### THE REQUEST
Below is a block of records; repeat each one exactly.

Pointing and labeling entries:
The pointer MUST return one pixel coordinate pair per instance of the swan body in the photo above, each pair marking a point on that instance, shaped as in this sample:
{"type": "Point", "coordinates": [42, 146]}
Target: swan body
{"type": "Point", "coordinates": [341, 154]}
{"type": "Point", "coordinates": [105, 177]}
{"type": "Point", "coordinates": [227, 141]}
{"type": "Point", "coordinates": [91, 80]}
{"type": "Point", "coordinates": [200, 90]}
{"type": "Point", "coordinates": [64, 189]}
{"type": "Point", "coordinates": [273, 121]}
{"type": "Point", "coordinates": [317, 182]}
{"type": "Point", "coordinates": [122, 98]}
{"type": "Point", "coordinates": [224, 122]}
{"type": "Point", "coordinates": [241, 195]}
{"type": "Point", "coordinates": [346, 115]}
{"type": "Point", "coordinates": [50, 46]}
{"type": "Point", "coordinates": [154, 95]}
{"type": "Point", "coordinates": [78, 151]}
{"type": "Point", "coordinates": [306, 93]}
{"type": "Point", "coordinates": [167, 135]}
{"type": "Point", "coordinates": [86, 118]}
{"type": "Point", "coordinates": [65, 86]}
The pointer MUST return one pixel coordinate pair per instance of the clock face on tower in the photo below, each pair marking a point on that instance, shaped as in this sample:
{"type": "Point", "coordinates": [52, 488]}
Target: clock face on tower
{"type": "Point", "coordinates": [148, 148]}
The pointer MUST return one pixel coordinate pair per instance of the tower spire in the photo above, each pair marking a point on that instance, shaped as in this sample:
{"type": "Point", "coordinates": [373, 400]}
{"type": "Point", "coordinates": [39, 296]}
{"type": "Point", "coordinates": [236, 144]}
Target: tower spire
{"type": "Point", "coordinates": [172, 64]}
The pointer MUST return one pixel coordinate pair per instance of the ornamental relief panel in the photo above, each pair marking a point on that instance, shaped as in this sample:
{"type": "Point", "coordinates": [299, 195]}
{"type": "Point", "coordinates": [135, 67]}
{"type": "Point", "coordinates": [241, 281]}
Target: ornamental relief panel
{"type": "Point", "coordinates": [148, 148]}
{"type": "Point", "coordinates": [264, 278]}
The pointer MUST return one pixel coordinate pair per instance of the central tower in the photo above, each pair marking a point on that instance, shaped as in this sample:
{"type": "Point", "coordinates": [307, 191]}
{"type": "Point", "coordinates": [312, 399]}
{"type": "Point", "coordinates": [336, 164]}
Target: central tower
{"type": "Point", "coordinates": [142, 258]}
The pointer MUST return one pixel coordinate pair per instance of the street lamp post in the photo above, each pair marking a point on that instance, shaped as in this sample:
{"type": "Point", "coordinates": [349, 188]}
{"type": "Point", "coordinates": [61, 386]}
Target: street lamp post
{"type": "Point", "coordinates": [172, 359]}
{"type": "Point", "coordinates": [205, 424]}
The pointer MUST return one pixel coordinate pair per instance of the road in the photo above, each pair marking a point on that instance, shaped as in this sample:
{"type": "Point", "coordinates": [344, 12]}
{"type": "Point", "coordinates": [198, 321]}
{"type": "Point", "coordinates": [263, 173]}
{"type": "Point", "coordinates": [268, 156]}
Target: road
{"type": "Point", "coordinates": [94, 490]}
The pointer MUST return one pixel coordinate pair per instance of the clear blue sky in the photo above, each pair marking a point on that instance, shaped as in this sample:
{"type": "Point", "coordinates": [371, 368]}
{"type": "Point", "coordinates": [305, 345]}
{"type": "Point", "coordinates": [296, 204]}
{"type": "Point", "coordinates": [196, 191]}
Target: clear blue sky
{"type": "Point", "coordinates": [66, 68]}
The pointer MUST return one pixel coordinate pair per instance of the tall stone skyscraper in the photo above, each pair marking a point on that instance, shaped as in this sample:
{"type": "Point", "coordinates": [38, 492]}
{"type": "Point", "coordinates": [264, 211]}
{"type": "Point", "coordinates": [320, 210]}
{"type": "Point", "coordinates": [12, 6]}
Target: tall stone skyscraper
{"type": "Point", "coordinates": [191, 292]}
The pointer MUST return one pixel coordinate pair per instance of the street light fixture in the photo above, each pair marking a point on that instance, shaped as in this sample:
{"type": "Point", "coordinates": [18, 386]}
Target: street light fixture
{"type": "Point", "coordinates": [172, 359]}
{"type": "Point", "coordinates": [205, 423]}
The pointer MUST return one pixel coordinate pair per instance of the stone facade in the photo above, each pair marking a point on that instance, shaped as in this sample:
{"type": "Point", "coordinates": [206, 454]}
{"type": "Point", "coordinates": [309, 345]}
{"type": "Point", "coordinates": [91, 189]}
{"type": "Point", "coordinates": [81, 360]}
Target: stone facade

### RIGHT ANSWER
The pointer MUST return one pixel coordinate pair per instance of the swan body in the photo above, each pair marking a point on that instance, shaped as in this sample:
{"type": "Point", "coordinates": [42, 146]}
Target: swan body
{"type": "Point", "coordinates": [341, 154]}
{"type": "Point", "coordinates": [105, 177]}
{"type": "Point", "coordinates": [227, 141]}
{"type": "Point", "coordinates": [91, 80]}
{"type": "Point", "coordinates": [200, 90]}
{"type": "Point", "coordinates": [64, 189]}
{"type": "Point", "coordinates": [273, 121]}
{"type": "Point", "coordinates": [317, 182]}
{"type": "Point", "coordinates": [122, 98]}
{"type": "Point", "coordinates": [224, 122]}
{"type": "Point", "coordinates": [241, 195]}
{"type": "Point", "coordinates": [346, 115]}
{"type": "Point", "coordinates": [50, 46]}
{"type": "Point", "coordinates": [154, 95]}
{"type": "Point", "coordinates": [78, 151]}
{"type": "Point", "coordinates": [306, 93]}
{"type": "Point", "coordinates": [167, 135]}
{"type": "Point", "coordinates": [86, 118]}
{"type": "Point", "coordinates": [65, 86]}
The pointer MUST return one pixel coordinate pair per instance of the clock face on tower in the photo below, each pair marking a point on that instance, shaped as in this sample:
{"type": "Point", "coordinates": [52, 488]}
Target: clock face on tower
{"type": "Point", "coordinates": [148, 148]}
The pointer MUST return one pixel coordinate pair per instance of the tower spire in the photo above, each pair marking a point on that instance, shaped as in this sample:
{"type": "Point", "coordinates": [373, 400]}
{"type": "Point", "coordinates": [39, 296]}
{"type": "Point", "coordinates": [236, 144]}
Target: tower spire
{"type": "Point", "coordinates": [172, 64]}
The pointer MUST return one pixel coordinate pair per instance of the ornamental relief panel in the photo above, each pair marking a point on that instance, shaped as in this sample:
{"type": "Point", "coordinates": [299, 195]}
{"type": "Point", "coordinates": [135, 67]}
{"type": "Point", "coordinates": [241, 281]}
Target: ornamental relief panel
{"type": "Point", "coordinates": [148, 148]}
{"type": "Point", "coordinates": [264, 278]}
The pointer MUST return one pixel coordinate pair per instance of the central tower in the photo above, each pair marking a point on that instance, shaped as in this sample:
{"type": "Point", "coordinates": [307, 191]}
{"type": "Point", "coordinates": [312, 399]}
{"type": "Point", "coordinates": [336, 164]}
Target: central tower
{"type": "Point", "coordinates": [142, 258]}
The pointer MUST return one pixel coordinate pair per instance of the street lamp post in the photo above, each pair marking a point on that instance, shaped as in this sample:
{"type": "Point", "coordinates": [349, 188]}
{"type": "Point", "coordinates": [61, 386]}
Target: street lamp post
{"type": "Point", "coordinates": [172, 359]}
{"type": "Point", "coordinates": [205, 424]}
The pointer MUST return one pixel coordinate pair per instance of the road in the photo above, each pair marking a point on that instance, shaped as in this sample:
{"type": "Point", "coordinates": [344, 12]}
{"type": "Point", "coordinates": [198, 321]}
{"type": "Point", "coordinates": [263, 173]}
{"type": "Point", "coordinates": [268, 156]}
Target: road
{"type": "Point", "coordinates": [94, 490]}
The pointer MUST return one pixel coordinate pair per instance of the clear blue sky in the photo above, each pair marking a point on that instance, shaped as in this sample:
{"type": "Point", "coordinates": [371, 368]}
{"type": "Point", "coordinates": [305, 345]}
{"type": "Point", "coordinates": [296, 204]}
{"type": "Point", "coordinates": [196, 191]}
Target: clear blue sky
{"type": "Point", "coordinates": [66, 68]}
The pointer MUST return one pixel coordinate pair per instance of the tall stone skyscraper in the photo above, each pair marking a point on that instance, shaped as in this sample:
{"type": "Point", "coordinates": [38, 492]}
{"type": "Point", "coordinates": [264, 211]}
{"type": "Point", "coordinates": [320, 210]}
{"type": "Point", "coordinates": [12, 6]}
Target: tall stone skyscraper
{"type": "Point", "coordinates": [191, 292]}
The pointer MUST return one pixel coordinate pair per instance of the street light fixture in the photo above, each pair marking a point on that instance, shaped as in this sample:
{"type": "Point", "coordinates": [18, 386]}
Target: street light fixture
{"type": "Point", "coordinates": [172, 359]}
{"type": "Point", "coordinates": [205, 423]}
The pointer MUST return one pixel coordinate pair per instance of the stone facade in the photo above, each pair marking a point on that instance, shaped as in this sample:
{"type": "Point", "coordinates": [206, 454]}
{"type": "Point", "coordinates": [309, 345]}
{"type": "Point", "coordinates": [91, 189]}
{"type": "Point", "coordinates": [81, 360]}
Target: stone facade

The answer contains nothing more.